▶ TEXT
▼
For more precise understanding of parameters in dataset different analysis is performed before implementing the models. Being a multivariate regression problem where one variable is depending on multiple independent variables a multivariate analysis is performed to understand how the variables are related to each and to get a view of how they behave with respect to each other.

$$Y = \beta_{0} x_{0} + \, \beta_{1} x_{1} + \, \beta_{2} x_{2} + \, \beta_{3} x_{3} + \cdots + \, \beta_{17} x_{17}$$
(5.1)

In Eq. (5.1) the dependency between independent and dependent variables is shown where Y represents the dependent variable which is Air Quality Index and β0, β1 …, β17 represent the coefficient of dependency while x0, x1 …, x17 are independent parameters like humidity, temperature, etc.

To get insight into general distribution of dataset variables histogram distributional features plot is used to understand the data distribution of each used variable. The correlation between the variables is shown using heat map plot where the positive values represent that on changing the value of one feature the other feature will tend to follow the same order, i.e., on increasing the value of one variable the value of other will increase and on decreasing the value of one variable the value of other will also decrease. The negative value indicates the reverse of value, i.e., on increasing the value of one variable the value of other variables will increase and vice-versa.

5.3.3 Used Frameworks

The described machine learning model uses three different frameworks which are LightGBM, GBM and random forest.

  1. 1.

    LightGBM: This is a tree-based algorithm that uses gradient boosting framework for working. This is designed to provide faster training speed with low memory usage. Unlike other algorithms in place of growing trees depth-wise, it grows leaf wise which tends to achieve lesser loss as compared to previous ones.
▲
▶ SUPPLIED RECORDS
▼
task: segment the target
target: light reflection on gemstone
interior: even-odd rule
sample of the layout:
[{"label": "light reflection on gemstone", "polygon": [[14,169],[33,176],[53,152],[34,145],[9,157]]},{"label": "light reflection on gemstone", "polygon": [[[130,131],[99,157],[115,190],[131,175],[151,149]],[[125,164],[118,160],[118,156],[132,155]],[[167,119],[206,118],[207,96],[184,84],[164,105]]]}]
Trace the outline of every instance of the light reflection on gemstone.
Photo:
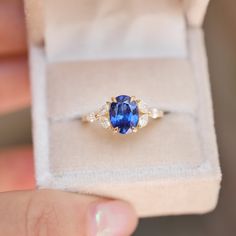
▲
▶ PROBLEM 1
Find each line of the listing that contains the string "target", and copy those lines.
▶ PROBLEM 2
Write what comes next in the passage on modeling the Air Quality Index, starting after its last sentence.

▶ RESULT 1
task: segment the target
target: light reflection on gemstone

▶ RESULT 2
  2. 2.

    GBM: Gradient Boosting machine constructs a forward level-wise additive model with the help of gradient descent in function space.

  3. 3.

    Random Forest: As the name suggests the random forest consists of a large number of decision trees that operate as a multiple learning algorithms to obtain better predictive performance (Figs. 5.4, 5.5 and 5.6).

    Fig. 5.4
    figure 4

    Multivariate analysis chart

    Fig. 5.5
    figure 5

    Dataset variable distribution chart

    Fig. 5.6
    figure 6

    Correlation heat map

5.4 Working

The overall programming of the model is divided into two sections

  1. a.

    Prediction of AQI value

  2. b.

    Error calculation for actual value and predicted value of each model.

5.4.1 Prediction of AQI Value

The model proposed here is a logistic regression problem that is solved using three different decision tree-based frameworks namely LightGBM, Gradient Boosting Machine (GBM) and random forest. The model is trained using 80% of the total data set. At the starting, the dataset is imported and Null values are calculated for data cleaning process and then after the string values present in the dataset are converted into integer values. Once the data processing is done the three frameworks are imported. Once the framework is imported then the feature dependency is calculated using seaborn library as shown in Figs. 5.7 and 5.9 and respective graph is also plotted as in Fig. 5.8 and fir10 for determining which parameter is largely responsible for determining the AQI value. After compiling all these steps then by using a test dataset the values of Air quality are predicted (Fig. 5.10).

Fig. 5.7
figure 7

Implementation of seaborn library for parameter dependency in Light GBM

Fig. 5.8
figure 8

Dependency of parameter for Light GBM model

Fig. 5.9
figure 9

Implementation of seaborn library for parameter dependency in GBM model

Fig. 5.10
figure 10

Dependency of parameters for GBM model

5.4.2 Error Calculation for Each Model

After predicting the AQI values using three models the data comparison is done between predicted and actual value and three different matrices are used to calculate the performance of each used model which are root mean square error, root mean squared logarithmic error and R2 score.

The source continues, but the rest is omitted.